▶ [Text segment]
========

Oh, and please feel free to comment all you want, it makes blogging more fun. :o)

Meems said...

I have to comment on the "doing research" part. Routine circumcisions cost money. Who would do research and do test if it would be a free procedure? Of course medical professionals do research on how IRC is beneficial to your boys' health. I don't trust research nearly as much when there is money involved.

Odd question. Does a boy's penis always look like the dads' or could it get some genes from the mom and look like her family's side penises? (Oh man, did that make sense?)

btw, in the United States the cost of routine circumcisions ranges from $150 Million to $270 Million each year. Nothing to sneeze at. Who would advertise the fact that intact penises are better off health wise? What in the world is the plural of penis? Peni?

Meems said...

Happy vacation! We'll be joining the world of intact males in less than a week.

Keith and Nicci said...

Just have to defend myself as well - it was mommy's milk in the bottle, and by the way, he's taken it beautifully the past few days. I have loved being able to get out for a couple of hours a few times already :). I love pumps!

Doreen said...

Aw, Nicci, you don't need to defend yourself. Your post simply brought back some memories that made me smile. I'm glad it's working for you. Even if it was formula, I wouldn't come after you and condemn you or anything. After all, I'm not the breastfeeding police (or formula police, or whatever :p). It would have been nice if it had worked for me, it just didn't. And I decided, that for me, it just wasn't worth the hassle. :o)

========

▶ [Data to examine]
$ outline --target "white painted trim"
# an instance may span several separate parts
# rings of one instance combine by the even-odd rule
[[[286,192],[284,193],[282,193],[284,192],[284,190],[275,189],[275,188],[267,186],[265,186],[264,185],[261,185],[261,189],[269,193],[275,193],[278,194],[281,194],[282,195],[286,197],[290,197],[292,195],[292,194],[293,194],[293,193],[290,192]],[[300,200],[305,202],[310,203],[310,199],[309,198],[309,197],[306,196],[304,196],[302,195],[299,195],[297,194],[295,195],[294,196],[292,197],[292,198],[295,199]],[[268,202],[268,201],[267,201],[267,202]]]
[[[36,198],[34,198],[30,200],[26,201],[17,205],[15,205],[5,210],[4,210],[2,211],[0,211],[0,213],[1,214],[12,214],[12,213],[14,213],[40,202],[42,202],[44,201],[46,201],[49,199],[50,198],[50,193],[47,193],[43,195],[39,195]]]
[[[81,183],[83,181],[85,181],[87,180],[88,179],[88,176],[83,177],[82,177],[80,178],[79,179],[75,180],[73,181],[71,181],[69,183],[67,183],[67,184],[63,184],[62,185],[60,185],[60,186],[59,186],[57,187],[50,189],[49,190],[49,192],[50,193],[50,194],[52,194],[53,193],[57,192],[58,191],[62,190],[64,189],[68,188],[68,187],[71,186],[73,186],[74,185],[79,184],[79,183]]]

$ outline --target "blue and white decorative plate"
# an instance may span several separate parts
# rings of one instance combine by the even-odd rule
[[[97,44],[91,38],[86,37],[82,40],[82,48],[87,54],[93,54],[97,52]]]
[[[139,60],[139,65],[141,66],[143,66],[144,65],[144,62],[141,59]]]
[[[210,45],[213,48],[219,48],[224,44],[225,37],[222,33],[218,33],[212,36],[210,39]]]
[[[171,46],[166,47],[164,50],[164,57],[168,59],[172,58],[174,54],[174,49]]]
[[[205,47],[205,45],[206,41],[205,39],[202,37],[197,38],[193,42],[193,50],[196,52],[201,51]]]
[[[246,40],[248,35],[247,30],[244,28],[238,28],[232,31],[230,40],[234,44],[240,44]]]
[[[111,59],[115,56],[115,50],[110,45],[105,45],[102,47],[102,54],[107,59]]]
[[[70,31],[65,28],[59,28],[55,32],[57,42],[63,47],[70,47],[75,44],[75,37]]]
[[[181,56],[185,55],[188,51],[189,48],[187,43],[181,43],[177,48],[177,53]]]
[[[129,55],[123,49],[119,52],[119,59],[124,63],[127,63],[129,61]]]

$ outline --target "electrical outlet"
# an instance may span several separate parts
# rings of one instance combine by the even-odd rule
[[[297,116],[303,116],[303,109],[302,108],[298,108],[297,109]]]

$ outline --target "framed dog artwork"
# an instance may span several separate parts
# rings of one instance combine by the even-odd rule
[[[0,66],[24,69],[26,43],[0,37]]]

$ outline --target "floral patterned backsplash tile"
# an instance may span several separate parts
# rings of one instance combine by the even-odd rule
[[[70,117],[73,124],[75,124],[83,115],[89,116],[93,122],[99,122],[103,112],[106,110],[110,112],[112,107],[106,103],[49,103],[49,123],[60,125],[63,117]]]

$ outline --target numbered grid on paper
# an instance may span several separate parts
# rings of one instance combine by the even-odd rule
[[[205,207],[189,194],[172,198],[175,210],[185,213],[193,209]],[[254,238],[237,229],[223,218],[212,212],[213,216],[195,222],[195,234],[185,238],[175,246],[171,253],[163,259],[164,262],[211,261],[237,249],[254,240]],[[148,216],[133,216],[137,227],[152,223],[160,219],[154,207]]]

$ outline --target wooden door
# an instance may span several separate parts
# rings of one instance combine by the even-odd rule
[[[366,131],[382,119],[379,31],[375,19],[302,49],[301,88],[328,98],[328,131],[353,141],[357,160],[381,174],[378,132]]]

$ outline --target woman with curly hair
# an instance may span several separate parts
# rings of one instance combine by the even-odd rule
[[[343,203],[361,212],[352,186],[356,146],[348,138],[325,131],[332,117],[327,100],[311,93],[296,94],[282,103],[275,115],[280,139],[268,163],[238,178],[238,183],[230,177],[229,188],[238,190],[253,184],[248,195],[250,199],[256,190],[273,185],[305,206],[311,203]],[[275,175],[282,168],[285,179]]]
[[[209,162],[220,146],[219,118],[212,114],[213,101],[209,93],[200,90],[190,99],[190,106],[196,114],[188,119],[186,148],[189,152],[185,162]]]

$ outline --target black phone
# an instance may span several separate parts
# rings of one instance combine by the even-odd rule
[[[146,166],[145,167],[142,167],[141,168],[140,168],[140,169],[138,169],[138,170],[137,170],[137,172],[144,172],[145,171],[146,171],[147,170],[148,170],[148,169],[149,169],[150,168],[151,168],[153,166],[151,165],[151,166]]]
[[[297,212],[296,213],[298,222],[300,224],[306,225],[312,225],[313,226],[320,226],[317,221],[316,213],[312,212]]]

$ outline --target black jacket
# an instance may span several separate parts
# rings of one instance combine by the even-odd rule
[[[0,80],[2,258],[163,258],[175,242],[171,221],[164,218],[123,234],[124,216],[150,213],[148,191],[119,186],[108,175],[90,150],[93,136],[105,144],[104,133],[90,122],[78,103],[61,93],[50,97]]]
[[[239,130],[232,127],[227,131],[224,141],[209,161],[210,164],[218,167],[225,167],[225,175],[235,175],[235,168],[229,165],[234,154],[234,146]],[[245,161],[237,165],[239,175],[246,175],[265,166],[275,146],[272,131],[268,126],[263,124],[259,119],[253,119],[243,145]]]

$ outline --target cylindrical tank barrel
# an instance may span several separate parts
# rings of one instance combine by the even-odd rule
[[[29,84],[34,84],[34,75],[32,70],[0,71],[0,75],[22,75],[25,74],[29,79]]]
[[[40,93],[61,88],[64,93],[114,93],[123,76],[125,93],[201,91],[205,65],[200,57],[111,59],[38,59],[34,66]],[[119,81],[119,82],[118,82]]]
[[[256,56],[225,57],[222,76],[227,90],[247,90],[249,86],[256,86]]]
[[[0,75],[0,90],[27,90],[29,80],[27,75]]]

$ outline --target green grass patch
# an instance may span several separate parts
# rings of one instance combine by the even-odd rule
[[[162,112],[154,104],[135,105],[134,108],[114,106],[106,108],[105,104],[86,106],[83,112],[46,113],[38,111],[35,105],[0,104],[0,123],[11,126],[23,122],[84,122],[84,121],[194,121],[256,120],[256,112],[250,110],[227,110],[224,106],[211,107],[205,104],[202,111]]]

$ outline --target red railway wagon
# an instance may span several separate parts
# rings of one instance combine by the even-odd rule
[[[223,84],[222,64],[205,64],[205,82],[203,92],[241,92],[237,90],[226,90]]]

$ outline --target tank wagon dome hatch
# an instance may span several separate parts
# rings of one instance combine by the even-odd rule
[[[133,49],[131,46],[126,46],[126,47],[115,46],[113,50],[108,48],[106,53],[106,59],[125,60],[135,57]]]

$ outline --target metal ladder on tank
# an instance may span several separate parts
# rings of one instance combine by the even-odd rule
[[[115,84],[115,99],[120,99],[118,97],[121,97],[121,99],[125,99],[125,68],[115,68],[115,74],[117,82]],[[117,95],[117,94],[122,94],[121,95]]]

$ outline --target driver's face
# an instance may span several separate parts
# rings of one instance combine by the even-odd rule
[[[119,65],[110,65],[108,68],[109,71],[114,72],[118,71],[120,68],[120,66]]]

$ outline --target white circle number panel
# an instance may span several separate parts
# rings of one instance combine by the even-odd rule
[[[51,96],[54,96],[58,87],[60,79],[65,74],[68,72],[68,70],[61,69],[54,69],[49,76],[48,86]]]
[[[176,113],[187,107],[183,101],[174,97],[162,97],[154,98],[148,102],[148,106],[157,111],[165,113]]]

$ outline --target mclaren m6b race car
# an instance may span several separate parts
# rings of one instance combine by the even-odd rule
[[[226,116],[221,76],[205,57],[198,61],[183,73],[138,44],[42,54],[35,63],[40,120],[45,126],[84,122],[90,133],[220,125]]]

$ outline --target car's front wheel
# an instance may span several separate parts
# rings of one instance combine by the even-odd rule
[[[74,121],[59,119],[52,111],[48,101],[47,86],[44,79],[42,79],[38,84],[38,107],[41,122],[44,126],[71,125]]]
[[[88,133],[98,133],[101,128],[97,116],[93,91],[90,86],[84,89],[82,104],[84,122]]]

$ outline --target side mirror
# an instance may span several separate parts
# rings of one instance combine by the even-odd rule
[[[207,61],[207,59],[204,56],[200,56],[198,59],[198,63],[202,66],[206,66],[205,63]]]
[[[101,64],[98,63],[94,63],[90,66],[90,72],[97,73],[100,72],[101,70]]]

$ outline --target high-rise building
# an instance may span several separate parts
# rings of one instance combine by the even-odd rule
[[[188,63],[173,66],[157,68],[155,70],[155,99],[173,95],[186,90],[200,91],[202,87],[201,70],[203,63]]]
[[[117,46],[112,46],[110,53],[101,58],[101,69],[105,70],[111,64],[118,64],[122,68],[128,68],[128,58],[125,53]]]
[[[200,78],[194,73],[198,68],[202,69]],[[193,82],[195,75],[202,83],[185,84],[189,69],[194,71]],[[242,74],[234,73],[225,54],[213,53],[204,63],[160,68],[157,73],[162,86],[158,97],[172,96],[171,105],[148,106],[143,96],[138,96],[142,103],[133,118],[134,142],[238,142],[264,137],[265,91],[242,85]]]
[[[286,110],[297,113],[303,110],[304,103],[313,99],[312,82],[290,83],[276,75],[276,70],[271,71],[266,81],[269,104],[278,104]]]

========

▶ [Work order] In the blog comments, list every different name that appears in front of "said...". Use only the blog comments to answer, not the entries.

▶ [Response to this task]
Meems
Keith and Nicci
Doreen